Now, we have much better ways a storin it so the critters won't be a problem. I'm guessin if ya keep it dry an in a airtight container, years?


----------



## Salekdarling

Thanks for the answers! I think I'll be making some Hard Tack for emergencies. How do you store it?


----------



## Cahri

OldCootHillbilly said:


> Feelin a bit under the weather taday, so hung round the house. Made up a batch a hard tack ta store, used:
> 
> 2 Cup flour
> 1 Cup Water (actually more)
> 1 tsp salt
> 2 tsp garlic powder
> 1 tsp greek seasonin
> 
> Mixed it all tagether until the dough weren't real sticky, rolled out ta 3/8 inch thick an cut em with a biscuit cutter. Then poked holes in em with a fork an baked at 375° fer 30 minutes each side. I then rebaked em at 275° fer 30 minutes each side. Vac bagged an ready ta store. I did eat one an they got real good taste to em.
> 
> Here be what mine look like:


Great recipe! I make same only using provencal spices, gotta try the greek one. Thanks for that one!


----------



## OldCootHillbilly

Salekdarling said:


> Thanks for the answers! I think I'll be making some Hard Tack for emergencies. How do you store it?


I just noticed I hadn't answered yalls question on storin, sorry bout that, missed it somehow.

I store mine in a vac bag, keeps em dry an critter free. I store mine in a dark, cool dry place with the rest a the provisions.

Matter a fact, makin another batch taday. Storm season be on the way, best ta start gettin ready.


----------

*-*-*

-- Goal --
Rewrite the part of the thread that opens with the words containing "## OldCootHillbilly" and closes with "missed it somehow.", replacing "Hard Tack" with "hardtack".

-- Collected material --
*-*-*

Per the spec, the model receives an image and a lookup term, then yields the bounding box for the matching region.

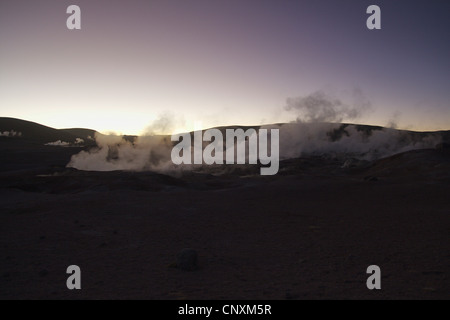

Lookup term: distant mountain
[0,117,96,144]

*-*-*

-- Answer to the problem --
## OldCootHillbilly

Salekdarling said:


> Thanks for the answers! I think I'll be making some hardtack for emergencies. How do you store it?


I just noticed I hadn't answered yalls question on storin, sorry bout that, missed it somehow.